** BEGIN **
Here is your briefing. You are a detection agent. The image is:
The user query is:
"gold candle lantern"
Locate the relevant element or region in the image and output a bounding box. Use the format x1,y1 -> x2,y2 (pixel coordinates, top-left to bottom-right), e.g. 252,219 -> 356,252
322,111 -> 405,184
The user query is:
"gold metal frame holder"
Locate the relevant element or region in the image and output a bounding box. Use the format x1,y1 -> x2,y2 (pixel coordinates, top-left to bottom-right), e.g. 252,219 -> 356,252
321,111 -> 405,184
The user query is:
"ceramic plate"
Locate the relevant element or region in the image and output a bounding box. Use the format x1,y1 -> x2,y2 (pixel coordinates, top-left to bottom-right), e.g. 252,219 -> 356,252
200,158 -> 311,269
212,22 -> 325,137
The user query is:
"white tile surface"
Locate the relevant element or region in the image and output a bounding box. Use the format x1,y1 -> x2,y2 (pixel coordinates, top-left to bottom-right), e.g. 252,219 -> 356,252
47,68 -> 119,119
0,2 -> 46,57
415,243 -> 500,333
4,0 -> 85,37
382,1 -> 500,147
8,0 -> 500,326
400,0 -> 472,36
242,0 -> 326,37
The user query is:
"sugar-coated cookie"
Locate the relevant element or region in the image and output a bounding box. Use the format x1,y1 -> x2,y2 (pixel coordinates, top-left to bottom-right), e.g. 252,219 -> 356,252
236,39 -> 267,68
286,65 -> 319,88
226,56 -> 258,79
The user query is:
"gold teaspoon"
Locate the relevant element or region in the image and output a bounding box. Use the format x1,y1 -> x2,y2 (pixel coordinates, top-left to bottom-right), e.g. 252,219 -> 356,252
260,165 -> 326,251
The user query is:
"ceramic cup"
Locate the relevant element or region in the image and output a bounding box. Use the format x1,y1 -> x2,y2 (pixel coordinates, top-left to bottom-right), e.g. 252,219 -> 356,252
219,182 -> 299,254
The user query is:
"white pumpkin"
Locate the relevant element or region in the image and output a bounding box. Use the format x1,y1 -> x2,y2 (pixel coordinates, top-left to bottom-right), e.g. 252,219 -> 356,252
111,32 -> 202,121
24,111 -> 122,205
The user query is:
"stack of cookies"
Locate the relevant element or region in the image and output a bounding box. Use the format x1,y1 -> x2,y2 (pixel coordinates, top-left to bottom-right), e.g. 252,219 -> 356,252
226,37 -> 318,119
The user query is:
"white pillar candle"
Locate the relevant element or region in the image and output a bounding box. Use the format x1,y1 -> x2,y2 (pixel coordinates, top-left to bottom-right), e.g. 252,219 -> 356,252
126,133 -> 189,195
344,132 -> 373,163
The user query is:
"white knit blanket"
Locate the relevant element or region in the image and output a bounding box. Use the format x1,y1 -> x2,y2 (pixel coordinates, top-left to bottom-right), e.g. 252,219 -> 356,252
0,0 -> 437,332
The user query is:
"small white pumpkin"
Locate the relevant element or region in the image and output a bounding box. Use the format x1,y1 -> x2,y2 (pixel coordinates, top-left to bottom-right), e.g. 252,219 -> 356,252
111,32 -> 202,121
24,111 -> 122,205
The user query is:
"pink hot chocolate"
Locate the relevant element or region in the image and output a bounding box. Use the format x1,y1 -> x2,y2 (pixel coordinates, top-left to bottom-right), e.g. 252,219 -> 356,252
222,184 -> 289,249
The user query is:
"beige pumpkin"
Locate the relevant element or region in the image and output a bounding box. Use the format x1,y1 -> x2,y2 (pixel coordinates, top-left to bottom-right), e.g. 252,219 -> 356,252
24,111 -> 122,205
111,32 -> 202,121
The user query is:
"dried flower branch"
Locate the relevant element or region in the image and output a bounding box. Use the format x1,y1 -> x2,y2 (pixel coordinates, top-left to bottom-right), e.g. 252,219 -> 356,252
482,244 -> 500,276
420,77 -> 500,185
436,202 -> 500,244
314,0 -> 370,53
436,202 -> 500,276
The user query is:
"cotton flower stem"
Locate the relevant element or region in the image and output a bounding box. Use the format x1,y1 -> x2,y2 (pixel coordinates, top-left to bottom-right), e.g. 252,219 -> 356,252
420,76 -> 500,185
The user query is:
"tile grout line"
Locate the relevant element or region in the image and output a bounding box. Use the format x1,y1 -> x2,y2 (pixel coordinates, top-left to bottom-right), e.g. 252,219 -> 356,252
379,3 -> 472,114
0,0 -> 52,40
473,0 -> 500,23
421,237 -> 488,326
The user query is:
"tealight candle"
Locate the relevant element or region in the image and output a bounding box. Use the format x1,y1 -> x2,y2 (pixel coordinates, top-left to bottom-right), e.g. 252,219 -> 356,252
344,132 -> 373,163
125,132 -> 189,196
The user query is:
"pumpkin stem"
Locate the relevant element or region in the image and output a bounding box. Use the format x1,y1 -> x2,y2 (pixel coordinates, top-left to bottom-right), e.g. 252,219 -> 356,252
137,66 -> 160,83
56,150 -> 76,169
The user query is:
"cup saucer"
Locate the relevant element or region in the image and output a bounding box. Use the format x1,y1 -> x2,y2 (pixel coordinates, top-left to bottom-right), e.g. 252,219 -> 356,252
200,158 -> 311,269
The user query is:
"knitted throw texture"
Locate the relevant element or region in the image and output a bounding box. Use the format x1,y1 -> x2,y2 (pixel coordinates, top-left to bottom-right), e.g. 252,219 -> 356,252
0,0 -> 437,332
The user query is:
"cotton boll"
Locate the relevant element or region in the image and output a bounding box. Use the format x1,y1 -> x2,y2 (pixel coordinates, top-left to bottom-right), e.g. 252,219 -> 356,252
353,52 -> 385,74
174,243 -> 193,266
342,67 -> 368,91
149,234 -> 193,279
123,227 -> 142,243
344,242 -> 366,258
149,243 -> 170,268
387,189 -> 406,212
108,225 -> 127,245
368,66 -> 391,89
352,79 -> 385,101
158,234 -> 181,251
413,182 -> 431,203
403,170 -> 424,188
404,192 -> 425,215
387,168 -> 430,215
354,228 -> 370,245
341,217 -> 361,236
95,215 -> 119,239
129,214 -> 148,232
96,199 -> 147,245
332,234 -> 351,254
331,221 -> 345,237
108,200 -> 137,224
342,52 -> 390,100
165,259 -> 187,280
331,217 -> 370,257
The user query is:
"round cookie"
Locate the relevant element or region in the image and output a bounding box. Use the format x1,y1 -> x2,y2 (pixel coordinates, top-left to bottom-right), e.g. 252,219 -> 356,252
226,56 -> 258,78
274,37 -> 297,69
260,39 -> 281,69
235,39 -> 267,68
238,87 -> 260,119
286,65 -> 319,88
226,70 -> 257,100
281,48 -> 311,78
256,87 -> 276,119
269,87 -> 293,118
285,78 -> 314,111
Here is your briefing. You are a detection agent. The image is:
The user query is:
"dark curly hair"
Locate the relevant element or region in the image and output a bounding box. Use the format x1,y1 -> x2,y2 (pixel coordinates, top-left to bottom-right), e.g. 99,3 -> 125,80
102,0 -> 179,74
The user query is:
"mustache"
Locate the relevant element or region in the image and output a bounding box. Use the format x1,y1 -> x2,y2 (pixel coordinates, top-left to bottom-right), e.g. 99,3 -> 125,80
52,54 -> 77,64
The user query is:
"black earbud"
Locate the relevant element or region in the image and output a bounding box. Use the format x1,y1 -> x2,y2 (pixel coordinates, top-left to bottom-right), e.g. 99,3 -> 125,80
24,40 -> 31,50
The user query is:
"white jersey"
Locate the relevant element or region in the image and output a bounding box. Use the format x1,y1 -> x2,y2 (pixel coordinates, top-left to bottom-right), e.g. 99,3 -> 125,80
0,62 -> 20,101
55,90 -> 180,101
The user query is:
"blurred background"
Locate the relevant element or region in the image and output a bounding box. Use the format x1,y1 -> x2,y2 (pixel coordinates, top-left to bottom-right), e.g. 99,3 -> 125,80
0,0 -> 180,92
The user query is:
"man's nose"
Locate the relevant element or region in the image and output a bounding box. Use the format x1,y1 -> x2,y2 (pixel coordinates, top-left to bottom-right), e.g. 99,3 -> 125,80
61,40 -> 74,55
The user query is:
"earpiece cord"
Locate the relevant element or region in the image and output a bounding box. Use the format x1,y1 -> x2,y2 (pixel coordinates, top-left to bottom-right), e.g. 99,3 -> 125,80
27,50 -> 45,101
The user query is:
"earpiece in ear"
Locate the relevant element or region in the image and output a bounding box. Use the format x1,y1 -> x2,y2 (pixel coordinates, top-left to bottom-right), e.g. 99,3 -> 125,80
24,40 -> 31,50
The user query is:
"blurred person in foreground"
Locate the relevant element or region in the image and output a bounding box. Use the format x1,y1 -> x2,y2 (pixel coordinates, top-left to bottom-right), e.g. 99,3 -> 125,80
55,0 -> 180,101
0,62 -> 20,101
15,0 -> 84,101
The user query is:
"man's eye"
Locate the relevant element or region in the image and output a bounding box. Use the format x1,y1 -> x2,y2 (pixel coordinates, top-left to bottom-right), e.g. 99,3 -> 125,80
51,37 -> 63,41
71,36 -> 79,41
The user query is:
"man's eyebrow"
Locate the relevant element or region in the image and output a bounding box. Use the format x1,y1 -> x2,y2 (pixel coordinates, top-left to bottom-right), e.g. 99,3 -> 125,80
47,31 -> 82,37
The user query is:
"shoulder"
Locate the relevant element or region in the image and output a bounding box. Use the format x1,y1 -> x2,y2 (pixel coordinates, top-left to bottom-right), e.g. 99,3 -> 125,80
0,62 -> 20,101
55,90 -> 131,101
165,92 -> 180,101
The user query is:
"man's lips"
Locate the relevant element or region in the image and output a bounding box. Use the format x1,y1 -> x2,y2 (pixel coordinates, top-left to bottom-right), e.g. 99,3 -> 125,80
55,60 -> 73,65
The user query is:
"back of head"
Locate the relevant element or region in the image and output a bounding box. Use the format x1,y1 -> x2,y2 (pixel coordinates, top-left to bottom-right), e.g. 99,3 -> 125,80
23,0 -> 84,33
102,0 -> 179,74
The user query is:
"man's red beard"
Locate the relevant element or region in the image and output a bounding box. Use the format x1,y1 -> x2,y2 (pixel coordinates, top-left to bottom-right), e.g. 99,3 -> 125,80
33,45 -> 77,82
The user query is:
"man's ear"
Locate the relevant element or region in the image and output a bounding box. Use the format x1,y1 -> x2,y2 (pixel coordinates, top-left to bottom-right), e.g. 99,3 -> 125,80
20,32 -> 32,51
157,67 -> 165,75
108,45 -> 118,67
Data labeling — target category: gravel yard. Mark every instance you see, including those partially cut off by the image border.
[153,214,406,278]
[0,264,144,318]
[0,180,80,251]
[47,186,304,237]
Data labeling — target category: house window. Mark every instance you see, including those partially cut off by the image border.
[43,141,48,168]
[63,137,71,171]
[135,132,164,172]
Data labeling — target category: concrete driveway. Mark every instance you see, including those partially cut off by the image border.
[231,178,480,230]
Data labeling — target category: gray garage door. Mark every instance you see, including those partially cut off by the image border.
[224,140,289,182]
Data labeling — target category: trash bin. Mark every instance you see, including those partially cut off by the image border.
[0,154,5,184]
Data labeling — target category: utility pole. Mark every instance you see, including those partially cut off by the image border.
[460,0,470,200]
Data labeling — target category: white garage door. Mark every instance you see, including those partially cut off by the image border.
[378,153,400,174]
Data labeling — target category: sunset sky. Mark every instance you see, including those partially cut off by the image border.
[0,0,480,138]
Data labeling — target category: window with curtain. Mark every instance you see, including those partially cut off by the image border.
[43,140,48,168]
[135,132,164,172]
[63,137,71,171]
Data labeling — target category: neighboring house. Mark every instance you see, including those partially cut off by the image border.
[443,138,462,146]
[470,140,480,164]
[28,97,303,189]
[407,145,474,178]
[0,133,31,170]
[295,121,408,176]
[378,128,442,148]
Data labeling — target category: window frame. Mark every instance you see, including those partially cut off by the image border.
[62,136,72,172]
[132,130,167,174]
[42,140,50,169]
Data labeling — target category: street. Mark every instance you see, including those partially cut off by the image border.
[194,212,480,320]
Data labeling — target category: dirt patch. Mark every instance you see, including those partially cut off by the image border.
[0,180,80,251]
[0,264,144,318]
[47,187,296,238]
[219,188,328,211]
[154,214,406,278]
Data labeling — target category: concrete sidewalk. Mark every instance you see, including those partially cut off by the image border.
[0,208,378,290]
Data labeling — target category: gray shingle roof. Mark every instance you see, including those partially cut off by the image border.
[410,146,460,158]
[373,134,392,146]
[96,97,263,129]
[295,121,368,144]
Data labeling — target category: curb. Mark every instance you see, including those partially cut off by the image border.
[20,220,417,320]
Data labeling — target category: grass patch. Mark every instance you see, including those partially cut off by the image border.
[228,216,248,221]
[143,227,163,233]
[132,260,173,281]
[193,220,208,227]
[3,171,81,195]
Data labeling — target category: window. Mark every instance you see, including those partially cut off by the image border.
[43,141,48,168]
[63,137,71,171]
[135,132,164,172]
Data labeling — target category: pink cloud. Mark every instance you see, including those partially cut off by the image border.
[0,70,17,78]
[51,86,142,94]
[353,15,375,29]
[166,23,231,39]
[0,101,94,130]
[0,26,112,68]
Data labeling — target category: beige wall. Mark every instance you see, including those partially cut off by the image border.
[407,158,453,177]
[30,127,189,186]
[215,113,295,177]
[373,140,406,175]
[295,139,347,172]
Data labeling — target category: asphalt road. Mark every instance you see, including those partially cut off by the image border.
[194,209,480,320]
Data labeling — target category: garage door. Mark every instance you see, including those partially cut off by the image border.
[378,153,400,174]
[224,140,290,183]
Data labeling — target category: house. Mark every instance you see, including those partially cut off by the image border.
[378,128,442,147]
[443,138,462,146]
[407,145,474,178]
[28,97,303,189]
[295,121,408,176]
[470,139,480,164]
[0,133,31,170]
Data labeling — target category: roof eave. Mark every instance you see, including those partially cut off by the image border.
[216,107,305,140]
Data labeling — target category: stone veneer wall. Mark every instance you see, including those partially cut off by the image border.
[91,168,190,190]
** END **
SET EXERCISE
Convert everything from the start of the rows down through the line containing "322,111 -> 405,184" into a two-column CSV with the headers input and output. Give one CSV line for each row, with its text and its answer each in a single quoted field and line breaks replaced by spaces.

FULL OUTPUT
input,output
"Here is your briefing. You are a detection agent. The image is: The user query is: ""gold candle lantern"" Locate the relevant element or region in the image and output a bounding box. Use the format x1,y1 -> x2,y2 (pixel coordinates, top-left to bottom-right), e.g. 252,219 -> 356,252","322,111 -> 405,184"